◆ **Selected extract**

+--

Transcendence and Drinfeld modules.(English)Zbl 0586.12010

Let $$k$$ be a function field in one variable over a finite field, $$\infty$$ a fixed prime of $$k$$ and $$A$$ the ring of functions regular away from $$\infty$$. Let $$K=k_{\infty}$$ be the completion of $$k$$ at $$\infty$$. This paper is the culmination of a long study by the author of the transcendence properties of Drinfeld $$A$$-modules. In it the author establishes an elegant function field version of the classical theorem of Schneider-Lang.
He is then able to deduce, among other things, the following very important corollaries:
1) Let $$\phi$$ be a Drinfeld module defined over the algebraic closure, $$k^{\text{ac}}$$, of $$k$$ and let $$M$$ be the associated lattice. Let $$0\neq \omega \in M$$. Then $$\omega$$ is transcendental over $$k$$.

+--

◆ **Exercise requirements**
(A) Will you copy everything in the Drinfeld modules review from "Transcendence and Drinfeld" down to "transcendental over $$k$$."?
(B) How would you put this sentence from the Drinfeld modules review into French: "In it the author establishes an elegant function field version of the classical theorem of Schneider-Lang."?
(C) Can you write the next part of the Drinfeld modules review, picking up after its final sentence?

◆ **Dataset entries**
+--

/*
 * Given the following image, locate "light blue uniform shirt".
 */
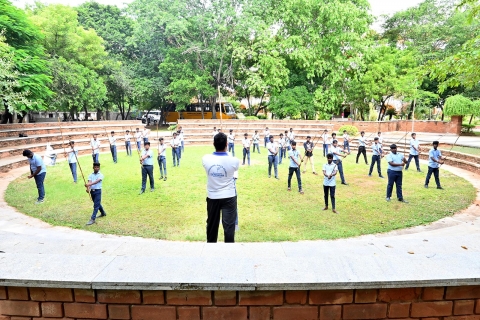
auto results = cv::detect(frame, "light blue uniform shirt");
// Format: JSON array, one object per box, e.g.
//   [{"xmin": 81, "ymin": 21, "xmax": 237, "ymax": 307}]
[
  {"xmin": 88, "ymin": 171, "xmax": 103, "ymax": 190},
  {"xmin": 288, "ymin": 149, "xmax": 300, "ymax": 168},
  {"xmin": 428, "ymin": 149, "xmax": 442, "ymax": 169},
  {"xmin": 372, "ymin": 143, "xmax": 382, "ymax": 156},
  {"xmin": 28, "ymin": 154, "xmax": 47, "ymax": 174},
  {"xmin": 323, "ymin": 161, "xmax": 337, "ymax": 187},
  {"xmin": 142, "ymin": 149, "xmax": 153, "ymax": 166},
  {"xmin": 68, "ymin": 149, "xmax": 78, "ymax": 163},
  {"xmin": 410, "ymin": 139, "xmax": 419, "ymax": 156},
  {"xmin": 387, "ymin": 152, "xmax": 403, "ymax": 171}
]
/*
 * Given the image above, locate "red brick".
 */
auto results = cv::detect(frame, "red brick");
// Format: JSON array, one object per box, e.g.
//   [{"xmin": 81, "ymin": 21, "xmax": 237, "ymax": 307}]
[
  {"xmin": 30, "ymin": 288, "xmax": 73, "ymax": 302},
  {"xmin": 453, "ymin": 300, "xmax": 475, "ymax": 316},
  {"xmin": 41, "ymin": 302, "xmax": 63, "ymax": 318},
  {"xmin": 0, "ymin": 300, "xmax": 40, "ymax": 317},
  {"xmin": 355, "ymin": 289, "xmax": 377, "ymax": 303},
  {"xmin": 177, "ymin": 307, "xmax": 200, "ymax": 320},
  {"xmin": 320, "ymin": 306, "xmax": 342, "ymax": 320},
  {"xmin": 388, "ymin": 302, "xmax": 410, "ymax": 318},
  {"xmin": 97, "ymin": 290, "xmax": 141, "ymax": 304},
  {"xmin": 7, "ymin": 287, "xmax": 28, "ymax": 300},
  {"xmin": 285, "ymin": 290, "xmax": 307, "ymax": 304},
  {"xmin": 132, "ymin": 306, "xmax": 177, "ymax": 320},
  {"xmin": 108, "ymin": 304, "xmax": 130, "ymax": 319},
  {"xmin": 445, "ymin": 286, "xmax": 480, "ymax": 300},
  {"xmin": 238, "ymin": 291, "xmax": 283, "ymax": 306},
  {"xmin": 202, "ymin": 307, "xmax": 248, "ymax": 320},
  {"xmin": 63, "ymin": 303, "xmax": 107, "ymax": 319},
  {"xmin": 378, "ymin": 288, "xmax": 422, "ymax": 302},
  {"xmin": 142, "ymin": 290, "xmax": 165, "ymax": 304},
  {"xmin": 167, "ymin": 290, "xmax": 212, "ymax": 306},
  {"xmin": 422, "ymin": 287, "xmax": 445, "ymax": 301},
  {"xmin": 249, "ymin": 307, "xmax": 270, "ymax": 320},
  {"xmin": 308, "ymin": 290, "xmax": 353, "ymax": 304},
  {"xmin": 214, "ymin": 291, "xmax": 237, "ymax": 306},
  {"xmin": 273, "ymin": 306, "xmax": 318, "ymax": 320},
  {"xmin": 73, "ymin": 289, "xmax": 95, "ymax": 302},
  {"xmin": 411, "ymin": 301, "xmax": 453, "ymax": 318},
  {"xmin": 343, "ymin": 303, "xmax": 388, "ymax": 319}
]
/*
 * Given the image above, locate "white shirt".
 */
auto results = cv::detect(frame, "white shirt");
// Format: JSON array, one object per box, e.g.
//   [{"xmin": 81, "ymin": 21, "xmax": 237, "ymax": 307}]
[
  {"xmin": 267, "ymin": 141, "xmax": 278, "ymax": 156},
  {"xmin": 108, "ymin": 136, "xmax": 117, "ymax": 146},
  {"xmin": 202, "ymin": 152, "xmax": 240, "ymax": 199},
  {"xmin": 158, "ymin": 143, "xmax": 167, "ymax": 157},
  {"xmin": 323, "ymin": 161, "xmax": 337, "ymax": 187},
  {"xmin": 242, "ymin": 138, "xmax": 250, "ymax": 149},
  {"xmin": 170, "ymin": 136, "xmax": 180, "ymax": 148},
  {"xmin": 90, "ymin": 139, "xmax": 100, "ymax": 154}
]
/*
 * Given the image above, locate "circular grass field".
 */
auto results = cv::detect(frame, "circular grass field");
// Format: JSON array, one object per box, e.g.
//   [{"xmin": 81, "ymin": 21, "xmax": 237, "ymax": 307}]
[{"xmin": 5, "ymin": 145, "xmax": 475, "ymax": 242}]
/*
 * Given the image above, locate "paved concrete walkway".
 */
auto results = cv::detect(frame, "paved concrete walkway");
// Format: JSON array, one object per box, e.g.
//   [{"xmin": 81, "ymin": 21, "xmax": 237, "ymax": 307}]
[{"xmin": 0, "ymin": 160, "xmax": 480, "ymax": 290}]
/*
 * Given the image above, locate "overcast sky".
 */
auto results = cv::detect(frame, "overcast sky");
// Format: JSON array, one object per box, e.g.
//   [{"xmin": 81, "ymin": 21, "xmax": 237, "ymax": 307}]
[{"xmin": 12, "ymin": 0, "xmax": 422, "ymax": 29}]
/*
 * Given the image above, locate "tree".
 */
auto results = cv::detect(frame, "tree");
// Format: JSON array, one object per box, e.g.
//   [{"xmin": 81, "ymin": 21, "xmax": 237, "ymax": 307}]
[{"xmin": 0, "ymin": 0, "xmax": 52, "ymax": 123}]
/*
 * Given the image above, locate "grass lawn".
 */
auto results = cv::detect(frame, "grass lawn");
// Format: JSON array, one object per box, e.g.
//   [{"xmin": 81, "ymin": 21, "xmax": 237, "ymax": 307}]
[
  {"xmin": 452, "ymin": 146, "xmax": 480, "ymax": 156},
  {"xmin": 5, "ymin": 145, "xmax": 475, "ymax": 242}
]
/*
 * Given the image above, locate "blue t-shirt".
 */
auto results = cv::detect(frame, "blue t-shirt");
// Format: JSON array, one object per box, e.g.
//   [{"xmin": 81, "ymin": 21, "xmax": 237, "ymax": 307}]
[
  {"xmin": 88, "ymin": 171, "xmax": 103, "ymax": 189},
  {"xmin": 142, "ymin": 149, "xmax": 153, "ymax": 166},
  {"xmin": 387, "ymin": 152, "xmax": 403, "ymax": 171},
  {"xmin": 288, "ymin": 149, "xmax": 300, "ymax": 168},
  {"xmin": 428, "ymin": 149, "xmax": 442, "ymax": 168},
  {"xmin": 28, "ymin": 154, "xmax": 47, "ymax": 174}
]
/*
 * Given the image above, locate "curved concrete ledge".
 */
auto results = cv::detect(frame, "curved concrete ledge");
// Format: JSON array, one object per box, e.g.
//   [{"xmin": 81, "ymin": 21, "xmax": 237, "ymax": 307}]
[{"xmin": 0, "ymin": 165, "xmax": 480, "ymax": 291}]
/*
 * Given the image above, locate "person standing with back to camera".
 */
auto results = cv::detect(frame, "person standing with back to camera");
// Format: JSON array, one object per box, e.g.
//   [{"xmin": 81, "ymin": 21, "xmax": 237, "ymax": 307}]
[{"xmin": 202, "ymin": 133, "xmax": 240, "ymax": 243}]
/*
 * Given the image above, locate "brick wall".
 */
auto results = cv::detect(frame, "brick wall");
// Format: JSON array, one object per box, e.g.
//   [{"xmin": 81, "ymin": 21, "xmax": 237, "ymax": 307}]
[{"xmin": 0, "ymin": 286, "xmax": 480, "ymax": 320}]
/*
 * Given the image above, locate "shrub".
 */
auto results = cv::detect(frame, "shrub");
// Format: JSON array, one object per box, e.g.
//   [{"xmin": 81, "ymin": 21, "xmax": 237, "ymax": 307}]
[{"xmin": 338, "ymin": 124, "xmax": 358, "ymax": 137}]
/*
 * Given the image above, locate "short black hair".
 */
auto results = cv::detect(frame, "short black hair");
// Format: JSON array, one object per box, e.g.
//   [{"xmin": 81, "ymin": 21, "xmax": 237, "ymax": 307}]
[{"xmin": 213, "ymin": 132, "xmax": 227, "ymax": 151}]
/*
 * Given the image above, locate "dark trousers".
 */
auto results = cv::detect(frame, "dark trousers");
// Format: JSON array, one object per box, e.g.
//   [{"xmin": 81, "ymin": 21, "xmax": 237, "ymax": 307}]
[
  {"xmin": 243, "ymin": 148, "xmax": 250, "ymax": 165},
  {"xmin": 142, "ymin": 165, "xmax": 155, "ymax": 191},
  {"xmin": 356, "ymin": 146, "xmax": 368, "ymax": 164},
  {"xmin": 125, "ymin": 141, "xmax": 132, "ymax": 156},
  {"xmin": 207, "ymin": 196, "xmax": 237, "ymax": 242},
  {"xmin": 268, "ymin": 155, "xmax": 278, "ymax": 178},
  {"xmin": 33, "ymin": 172, "xmax": 47, "ymax": 200},
  {"xmin": 288, "ymin": 167, "xmax": 302, "ymax": 191},
  {"xmin": 368, "ymin": 155, "xmax": 382, "ymax": 176},
  {"xmin": 323, "ymin": 185, "xmax": 336, "ymax": 209},
  {"xmin": 228, "ymin": 142, "xmax": 235, "ymax": 157},
  {"xmin": 172, "ymin": 147, "xmax": 180, "ymax": 167},
  {"xmin": 158, "ymin": 156, "xmax": 167, "ymax": 177},
  {"xmin": 405, "ymin": 154, "xmax": 420, "ymax": 171},
  {"xmin": 110, "ymin": 146, "xmax": 117, "ymax": 163},
  {"xmin": 425, "ymin": 167, "xmax": 441, "ymax": 188},
  {"xmin": 68, "ymin": 162, "xmax": 77, "ymax": 182},
  {"xmin": 387, "ymin": 170, "xmax": 403, "ymax": 200},
  {"xmin": 334, "ymin": 160, "xmax": 346, "ymax": 183},
  {"xmin": 253, "ymin": 143, "xmax": 260, "ymax": 153},
  {"xmin": 90, "ymin": 189, "xmax": 106, "ymax": 220}
]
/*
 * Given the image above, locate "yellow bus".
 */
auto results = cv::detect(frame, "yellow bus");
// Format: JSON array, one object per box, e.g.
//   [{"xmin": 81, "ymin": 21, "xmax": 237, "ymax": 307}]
[{"xmin": 165, "ymin": 102, "xmax": 237, "ymax": 122}]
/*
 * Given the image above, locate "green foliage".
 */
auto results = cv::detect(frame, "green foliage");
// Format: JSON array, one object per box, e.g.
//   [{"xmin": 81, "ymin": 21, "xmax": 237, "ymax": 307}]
[
  {"xmin": 338, "ymin": 124, "xmax": 358, "ymax": 137},
  {"xmin": 443, "ymin": 95, "xmax": 479, "ymax": 116}
]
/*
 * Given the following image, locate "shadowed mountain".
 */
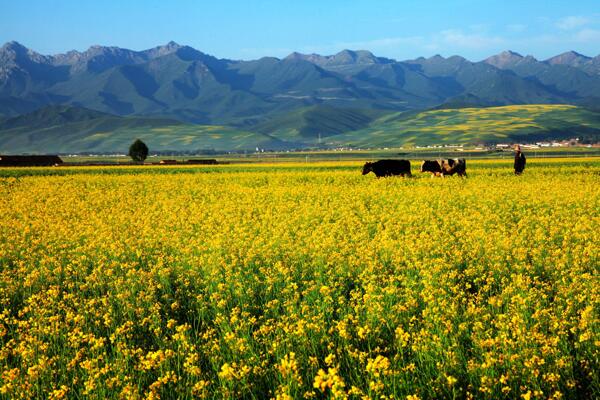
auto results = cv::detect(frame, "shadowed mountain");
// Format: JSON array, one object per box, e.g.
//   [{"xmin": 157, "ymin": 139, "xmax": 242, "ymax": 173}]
[
  {"xmin": 0, "ymin": 42, "xmax": 600, "ymax": 127},
  {"xmin": 0, "ymin": 106, "xmax": 296, "ymax": 154}
]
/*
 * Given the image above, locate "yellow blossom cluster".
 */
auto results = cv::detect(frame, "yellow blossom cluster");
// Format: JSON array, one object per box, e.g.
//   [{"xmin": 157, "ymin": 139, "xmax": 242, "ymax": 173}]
[{"xmin": 0, "ymin": 158, "xmax": 600, "ymax": 399}]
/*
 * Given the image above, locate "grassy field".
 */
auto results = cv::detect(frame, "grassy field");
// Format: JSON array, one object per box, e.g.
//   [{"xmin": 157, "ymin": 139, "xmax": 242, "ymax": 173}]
[
  {"xmin": 0, "ymin": 158, "xmax": 600, "ymax": 400},
  {"xmin": 0, "ymin": 104, "xmax": 600, "ymax": 154},
  {"xmin": 330, "ymin": 104, "xmax": 600, "ymax": 147}
]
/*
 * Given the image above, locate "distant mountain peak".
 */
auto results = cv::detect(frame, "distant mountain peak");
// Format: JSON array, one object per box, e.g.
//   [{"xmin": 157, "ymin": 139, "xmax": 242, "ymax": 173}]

+--

◆ **Task-by-task results**
(A)
Transcendence and Drinfeld modules.(English)Zbl 0586.12010

Let $$k$$ be a function field in one variable over a finite field, $$\infty$$ a fixed prime of $$k$$ and $$A$$ the ring of functions regular away from $$\infty$$. Let $$K=k_{\infty}$$ be the completion of $$k$$ at $$\infty$$. This paper is the culmination of a long study by the author of the transcendence properties of Drinfeld $$A$$-modules. In it the author establishes an elegant function field version of the classical theorem of Schneider-Lang.
He is then able to deduce, among other things, the following very important corollaries:
1) Let $$\phi$$ be a Drinfeld module defined over the algebraic closure, $$k^{\text{ac}}$$, of $$k$$ and let $$M$$ be the associated lattice. Let $$0\neq \omega \in M$$. Then $$\omega$$ is transcendental over $$k$$.

(B) L'auteur y établit une élégante version, pour les corps de fonctions, du théorème classique de Schneider-Lang.

(C)
2) Let $$\phi_ 1$$ and $$\phi_ 2$$ be two Drinfeld modules over $$k^{\text{ac}}$$ with different ranks, and associated lattices $$M_ 1$$ and $$M_ 2$$. Let $$0\neq \omega_ i\in M_ i$$, $$i=1,2$$. Then the quotient of $$\omega_ 1$$ by $$\omega_ 2$$ is transcendental over $$k$$.
3) $$(A=\mathbb F_ q[T])$$ Let $$\tau \in k^{\text{ac}}\cap (K^{\text{ac}}-K)$$. Then the value of the modular function $$j$$ (defined in analogy with classical elliptic theory) at $$\tau$$ is transcendental over $$k$$.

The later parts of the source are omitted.